-- START DATA EXCERPTS --

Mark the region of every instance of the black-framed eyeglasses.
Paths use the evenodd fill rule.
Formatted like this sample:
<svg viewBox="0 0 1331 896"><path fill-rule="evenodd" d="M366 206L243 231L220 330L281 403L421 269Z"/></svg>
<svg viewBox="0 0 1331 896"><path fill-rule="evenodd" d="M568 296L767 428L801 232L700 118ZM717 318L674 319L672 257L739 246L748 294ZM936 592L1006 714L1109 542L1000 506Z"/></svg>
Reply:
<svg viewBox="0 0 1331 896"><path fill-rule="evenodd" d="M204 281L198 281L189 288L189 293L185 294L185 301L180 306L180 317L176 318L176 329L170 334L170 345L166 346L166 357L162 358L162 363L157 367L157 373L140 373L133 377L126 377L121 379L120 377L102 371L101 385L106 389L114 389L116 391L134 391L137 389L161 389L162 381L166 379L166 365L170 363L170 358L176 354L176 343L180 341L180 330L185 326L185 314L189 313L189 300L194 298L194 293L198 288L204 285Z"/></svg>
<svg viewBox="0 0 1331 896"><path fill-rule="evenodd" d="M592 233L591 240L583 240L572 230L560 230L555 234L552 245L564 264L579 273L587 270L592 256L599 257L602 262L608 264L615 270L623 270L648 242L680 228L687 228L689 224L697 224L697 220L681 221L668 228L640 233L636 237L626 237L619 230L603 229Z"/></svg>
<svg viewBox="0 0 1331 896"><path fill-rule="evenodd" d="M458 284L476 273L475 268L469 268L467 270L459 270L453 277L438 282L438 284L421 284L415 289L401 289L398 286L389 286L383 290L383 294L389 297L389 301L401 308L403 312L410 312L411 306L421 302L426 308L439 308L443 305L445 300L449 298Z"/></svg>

-- END DATA EXCERPTS --

> STATED TASK:
Reproduce the material verbatim from its first line through the line containing "281L198 281L189 288L189", including that line.

> THE SOLUTION:
Mark the region of every instance of the black-framed eyeglasses.
Paths use the evenodd fill rule.
Formatted like this sample:
<svg viewBox="0 0 1331 896"><path fill-rule="evenodd" d="M366 206L243 231L220 330L281 403L421 269Z"/></svg>
<svg viewBox="0 0 1331 896"><path fill-rule="evenodd" d="M568 296L767 428L801 232L700 118ZM717 318L674 319L672 257L739 246L748 294ZM936 592L1006 714L1109 542L1000 506Z"/></svg>
Reply:
<svg viewBox="0 0 1331 896"><path fill-rule="evenodd" d="M204 281L198 281L189 288L189 293L185 294L185 301L180 306L180 317L176 318L176 329L170 334L170 345L166 346L166 357L162 358L162 363L157 367L157 373L140 373L133 377L126 377L121 379L120 377L102 371L101 385L106 389L114 389L116 391L134 391L137 389L161 389L162 381L166 379L166 365L170 363L170 358L176 354L176 343L180 341L180 330L185 326L185 314L189 313L189 300L194 298L194 293L198 288L204 285Z"/></svg>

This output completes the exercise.